Set task | Please copy each of the rows below word for word, keeping them in the same order.

>>>>>

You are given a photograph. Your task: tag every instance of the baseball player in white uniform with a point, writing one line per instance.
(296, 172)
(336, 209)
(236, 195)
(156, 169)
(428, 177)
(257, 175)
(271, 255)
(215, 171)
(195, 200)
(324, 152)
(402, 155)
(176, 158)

<<<<<

The response |
You are given a photograph. Your task: tag every instance of the baseball player in white uniform with a point, writing one line per instance.
(296, 172)
(336, 209)
(236, 195)
(156, 169)
(428, 177)
(257, 175)
(271, 255)
(215, 171)
(195, 200)
(324, 152)
(402, 155)
(176, 158)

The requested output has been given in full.